### TASK DIRECTIONS
Continue the exhibition description on painters and photography in Vienna, starting right after its final sentence.

June 17–October 30, 2016
Prinz-Eugen-Straße 27
1030 Vienna
Austria
The invention of photography in 1839 was both fascinating and horrifying to artists. While portraitists had good reason to fear a drastic shrink in their market, others soon discovered the multiple possibilities of this new medium. They used it to disseminate their works in cheap reproductions and also to find out about international trends in art. Photographs soon became indispensable to artists as memory aids or as direct sources. Many artists learned to use a camera themselves or engaged professional photographers who thus found a new niche in the market. Artists avidly took photographs while travelling, in the studio, and as part of art tuition—seriously or for the fun of it—and the images they produced strayed far from conventions. The exhibition Inspiration Photography. From Makart to Klimt, on show in the Orangery at the Lower Belvedere from June 17 to October 30, 2016, addresses a subject that touches on a taboo. The phenomenon will be illustrated by several “case studies” grouped into three themes: painters collect photographs, painters use photographs, painters take photographs.
Although it was widely known among contemporaries that painters from Hans Makart to Gustav Klimt and the Künstler-Compagnie had a penchant for photography, that it was practised and collected at the Vienna academy, after 1900 this was no longer openly discussed. The accustomed playful and creative approach to the medium was lost precisely at a time when the Vienna Secession first exhibited photographs as artworks in their own right.

### STORED ROWS

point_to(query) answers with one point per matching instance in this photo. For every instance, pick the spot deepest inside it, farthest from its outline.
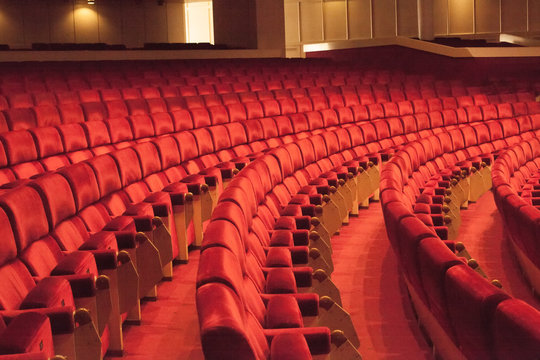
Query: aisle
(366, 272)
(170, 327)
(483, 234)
...
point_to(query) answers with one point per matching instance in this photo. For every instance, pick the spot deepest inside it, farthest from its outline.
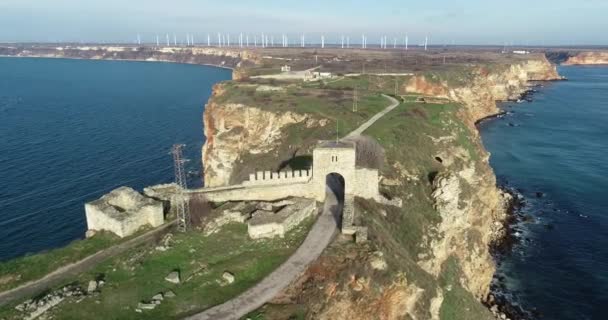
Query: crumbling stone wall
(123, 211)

### TASK RESPONSE
“The arrangement of works in the exhibition gives visitors the possibility to explore the varied relations between painting and photography—the use of the new medium was connected to feelings of fear, fascination and inspiration while at the same time it shows surprisingly playful approaches,” says Agnes Husslein-Arco, Director of the Belvedere and 21er Haus.
Inspiration Photography: How this new technology was used in art
An interest in the technical image pervades the entire spectrum of painting in the 19th century. Photography was used by artists specializing in history or Orientalist painting, painters who worked in the style of “Atmospheric Impressionism” or Symbolism, and creators of decorative interior schemes, stately portraits, and intimate genre scenes. The initial, not entirely unfounded, fears about visual art being marginalized by technology changed as artists ingeniously integrated these new possibilities into the creative processes behind their artworks. In the exhibition, numerous examples will demonstrate, for the first time, Austrian artists’ creativity in this field.
“Many contemporary sources prove that from 1875/80 artists were reaching for the camera at the very start of their careers as painters. Although photography was not part of the official training at the Academy of Fine Arts in Vienna, Leopold Carl Müller, for instance, seems to have taught his students his own practice of photographing models’ poses as a memory aid or direct source,” says curator Monika Faber.
Painters as photographers
Hans Makart as well as the Orientalist painter Leopold Carl Müller freely used photography. In 1875/76, while they were both in Cairo, the “photographic machine was continuously in use,” as one journalist reported home. They captured architecture and studies of people, nudes, and group portraits as memory aids, resource material, or simply for pure enjoyment. There is no way of knowing exactly who was the photographer behind each image. As countless examples from Alfred Roller to Artur Nikodem reveal, many of them knew how to use a camera with a freedom that professional photographers or the snap-happy aficionado lacked.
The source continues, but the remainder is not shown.